What to work on -
Extend the account below of the Stephens–Pavlyuchenkova tennis match, picking up right after its final line.

Extracted text -
35s: Chair umpire Jenny Zhang makes the announcement that the trainer has been called.
1:43: Zhang says something to Stephens, she nods.
1:55: Trainer finally arrives.
3:45: Trainer says they’ll take a medical time out.
4:30: Stephens coach Kamau Murray comes out. Stephens puts on some lip balm.
“Stay positive. Stay forward. We’re all good. Stay focused. Don’t come out and have a sleepy first two points,” Murray said.
Then umpire Zhang then says something, which elicits a wry smirk from Murray.
The physio rubbed some stuff into Pavlyuchenkova’s shoulder; the issue seemed to be in the front of the shoulder, near the chest.
6:55: Pavlyuchenkova puts her pullover back on.
7:15: Zhang calls “Time”
7:40: Stephens’ first serve, as she tries to serve out the set.
Of course, she’s broken. And after Pavlyuchenkova held serve to narrow the gap to 5-4, Stephens had something to get off her chest. So she arrived at the chair talking to Zhang, who said something to her.
“That’s the sport we play. Right? Sportsmanship. That’s REALLY important,” Stephens replied to Zhang. There was, er, a noticeable tinge of sarcasm in that remark.
And clearly, Pavlyuchenkova heard it over the loud changeover music.
After the second set, a confrontation. Pavlyuchenkova didn’t want to let the “sportsmanship” comment, which she (correctly) felt was aimed at her, go unchallenged.
Zhang immediately hopped down from her chair to get between the two.
“I’m disrespectful? What’s disrespectful? You called the physio at 5-2. You’re not even injured,” Stephens said.
“How do you know I’m not injured?” Pavlyuchenkova replied.
“Don’t be ridiculous. Don’t be ridiculous. … No, you’re disrespectful. … It’s fine. … Play the third set. It’s fine,” Stephens replied.

Information supplied -

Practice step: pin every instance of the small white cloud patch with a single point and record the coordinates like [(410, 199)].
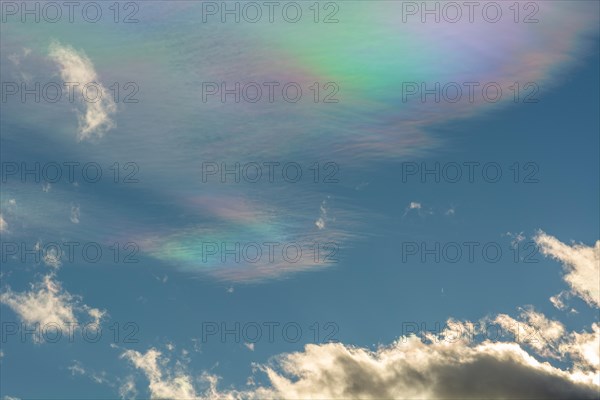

Task answer -
(As we know, whenever some says “it’s fine”, it’s typically far less than actually fine.
“You got what you wanted. You got the physio. So I don’t see what the problem is,” Stephens added.
When “it’s fine”, it’s rarely fine
Stephens then spoke again to Zhang.
“She called the physio. She got the physio. (So) she got what she wanted. It’s fine,” Stephens said. “I’m allowed to say whatever I want. I spoke to you. I didn’t address her at all.”
“You did it for me. And I heard it. And that’s disrespectful,” Pavlyuchenkova replied.
“I addressed her. I spoke to her. So fine, leave it alone,” Stephens retorted.
At no point was there any profanity. In fact, the two were remarkably civilized about it. Neither raised her voice.
After that exchange, coach Simon Goffin (the brother of David) came out to speak with Pavlyuchenkova. He told her (in French) to calm herself. To be positive. He said that as much as she says she has “evolved mentally”, now was the time to show exactly that.
Tense third set
Both players came out hitting impressively. But Stephens broke Pavlyuchenkova in the opening game. And then she broke again for 3-0.
Pavlyuchenkova recuperated one of the breaks. But the other held up until 5-4, when Stephens tried to serve it out.
There were no tense moments during the changeovers. Pavlyuchenkova was walking much more briskly to her chair then Stephens. So they didn’t come close to running into each other.
Except for that 5-4 changeover.
Notably, Stephens stood and waited until Pavlyuchenkova had gone by before heading over to her side of the court.
And despite second serves clocking in at 113 and 105 kilometres per hour, she got the job done.
Just here for the handshake
These two 20-somethings (Stephens is 25, Pavlyuchenkova 27) resolved it all like the grownups they are.
After a handshake and and a very civilized conversation at the net, it ended with Stephens saying, ‘All good?”. And so, they went their separate ways after a two-hour, 53-minute battle.
It was Stephens’s first win on the fall Asian swing since … Oct. 2015.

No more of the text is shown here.